**ПИСЬМЕННОЕ ЗАДАНИЕ A**
Выпишите из записей ниже каждую строку, в которой встречается слово «positive».

Верховный суд Германии не поддержал принцип «единой нации». Однако генерал-полковник Маркус Вольф, начальник главного управления «А» МГБ ГДР, и некоторые его подчиненные, которые лично курировали агентов из Восточного Берлина, были осуждены за измену еще до этого решения. Вольфа приговорили к шести годам тюремного заключения. Этот приговор, а также те, что были вынесены соратникам Вольфа, постановлением верховного суда были отменены. Верховный суд отказался учесть то обстоятельство, что эти люди добыли самые ценные сведения, составлявшие государственную военную тайну ФРГ, и передали их КГБ. Максимальное наказание за государственную измену — пожизненное заключение. Отменяя приговор Вольфу, суд заявил, что генерала нельзя судить, поскольку он действовал только с территории Восточной Германии и в рамках восточно-германских законов.

Однако Вольфа снова предали суду по обвинению в похищении людей и причинении ущерба их здоровью. На этот раз следствие действовало на основании законов ГДР. 24 мая 1955 года Вольф письменно одобрил план похищения сотрудницы американской миссии в Западном Берлине. Эта женщина давала агенту Штази уроки английского, не подозревая, естественно, о том, кем в действительности является ее ученик. Агент Штази обманом заманил эту женщину и ее мать в свой автомобиль и отвез их в советский сектор Берлина, где они были арестованы. Сотрудницу миссии подвергли серьезному психологическому воздействию. Ей угрожали тюремным заключением, если она откажется подписать обязательство работать на Штази, и она согласилась. Однако вернувшись в американский сектор, она рассказала обо всем сотрудникам контрразведки. Таким образом, Вольф совершил преступление, наказуемое по законам ФРГ тюремным заключением на срок до 15 лет. В марте 1997 года он был признан виновным и приговорен к двум годам условно.

Те, кто оспаривал применение срока давности к коммунистическим преступлениям, особенно к казням граждан, бежавших на Запад, проводили параллели с печально известными приказами Адольфа Гитлера. Фюрер приказал расстреливать на месте взятых в плен политработников Красной Армии и начать массовое уничтожение евреев. Вскоре после войны суд постановил, что эти приказы имели силу закона. Когда этот закон был объявлен преступным и бундестаг ФРГ задним числом отменил его, течение срока давности было приостановлено, что, впрочем, не имело значения, так как многие из тех, кто был судим за выполнение приказов фюрера, уже были казнены союзниками. Верховный суд относительно приказа стрелять по лицам, пытавшимся перебежать в Западную Германию, вынес такое же решение, как и бундестаг, то есть о неприменении к таким делам срока давности. Это решение позволило привлечь к суду членов Совета национальной обороны, ответственных за формулировку или введение в действие этого приказа. Был предан суду ряд пограничников, застреливших граждан ГДР при попытке нелегально пересечь границу.

**ИСХОДНЫЕ ДАННЫЕ**
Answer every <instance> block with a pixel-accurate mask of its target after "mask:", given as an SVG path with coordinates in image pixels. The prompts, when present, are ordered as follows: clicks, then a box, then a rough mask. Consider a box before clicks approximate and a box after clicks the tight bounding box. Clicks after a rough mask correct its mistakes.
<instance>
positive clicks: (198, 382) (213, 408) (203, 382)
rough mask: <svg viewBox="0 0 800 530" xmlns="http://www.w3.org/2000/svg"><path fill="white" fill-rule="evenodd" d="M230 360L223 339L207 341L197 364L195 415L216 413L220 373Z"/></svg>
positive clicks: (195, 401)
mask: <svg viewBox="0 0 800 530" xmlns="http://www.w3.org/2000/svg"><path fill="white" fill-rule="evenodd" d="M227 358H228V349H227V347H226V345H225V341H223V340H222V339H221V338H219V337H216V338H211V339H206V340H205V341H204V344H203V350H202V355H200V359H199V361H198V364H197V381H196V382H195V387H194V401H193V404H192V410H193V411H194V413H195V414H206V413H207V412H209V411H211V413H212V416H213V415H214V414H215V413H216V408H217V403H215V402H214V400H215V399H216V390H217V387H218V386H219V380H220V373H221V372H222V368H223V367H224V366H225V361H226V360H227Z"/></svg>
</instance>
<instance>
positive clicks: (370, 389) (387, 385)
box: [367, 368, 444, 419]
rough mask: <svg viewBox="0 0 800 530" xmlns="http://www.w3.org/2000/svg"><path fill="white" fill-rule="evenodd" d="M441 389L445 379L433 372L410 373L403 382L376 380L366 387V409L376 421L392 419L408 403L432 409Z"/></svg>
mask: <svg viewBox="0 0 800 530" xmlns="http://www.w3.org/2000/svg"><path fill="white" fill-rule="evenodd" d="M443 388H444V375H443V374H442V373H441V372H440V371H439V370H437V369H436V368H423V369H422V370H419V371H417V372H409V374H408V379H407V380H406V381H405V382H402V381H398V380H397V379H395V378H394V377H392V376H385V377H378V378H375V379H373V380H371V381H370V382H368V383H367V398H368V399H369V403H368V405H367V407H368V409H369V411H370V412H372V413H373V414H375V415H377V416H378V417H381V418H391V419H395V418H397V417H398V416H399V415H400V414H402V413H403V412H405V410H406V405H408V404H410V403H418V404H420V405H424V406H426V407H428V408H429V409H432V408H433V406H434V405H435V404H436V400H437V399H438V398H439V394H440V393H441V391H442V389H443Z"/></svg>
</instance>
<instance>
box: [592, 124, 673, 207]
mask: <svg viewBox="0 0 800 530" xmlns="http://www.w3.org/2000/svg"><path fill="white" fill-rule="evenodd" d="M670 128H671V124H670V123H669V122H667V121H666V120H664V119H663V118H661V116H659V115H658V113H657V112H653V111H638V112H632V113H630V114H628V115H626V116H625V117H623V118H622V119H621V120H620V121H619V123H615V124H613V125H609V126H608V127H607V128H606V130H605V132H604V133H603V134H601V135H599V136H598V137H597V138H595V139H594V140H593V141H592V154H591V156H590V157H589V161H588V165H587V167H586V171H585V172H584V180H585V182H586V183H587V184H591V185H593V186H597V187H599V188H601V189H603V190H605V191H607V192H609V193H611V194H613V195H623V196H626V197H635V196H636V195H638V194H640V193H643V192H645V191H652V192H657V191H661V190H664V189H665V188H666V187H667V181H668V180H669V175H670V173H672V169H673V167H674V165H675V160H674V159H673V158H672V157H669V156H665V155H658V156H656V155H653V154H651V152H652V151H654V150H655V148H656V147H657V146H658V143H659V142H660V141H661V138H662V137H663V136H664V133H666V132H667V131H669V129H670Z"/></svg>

**ПИСЬМЕННОЕ ЗАДАНИЕ B**
Повторите без изменений отрывок изучаемого текста от слов «Верховный суд Германии» до слов «рамках восточно-германских законов.» включительно.

**ПИСЬМЕННЫЙ ОТВЕТ A**
positive clicks: (198, 382) (213, 408) (203, 382)
positive clicks: (195, 401)
positive clicks: (370, 389) (387, 385)

**ПИСЬМЕННЫЙ ОТВЕТ B**
Верховный суд Германии не поддержал принцип «единой нации». Однако генерал-полковник Маркус Вольф, начальник главного управления «А» МГБ ГДР, и некоторые его подчиненные, которые лично курировали агентов из Восточного Берлина, были осуждены за измену еще до этого решения. Вольфа приговорили к шести годам тюремного заключения. Этот приговор, а также те, что были вынесены соратникам Вольфа, постановлением верховного суда были отменены. Верховный суд отказался учесть то обстоятельство, что эти люди добыли самые ценные сведения, составлявшие государственную военную тайну ФРГ, и передали их КГБ. Максимальное наказание за государственную измену — пожизненное заключение. Отменяя приговор Вольфу, суд заявил, что генерала нельзя судить, поскольку он действовал только с территории Восточной Германии и в рамках восточно-германских законов.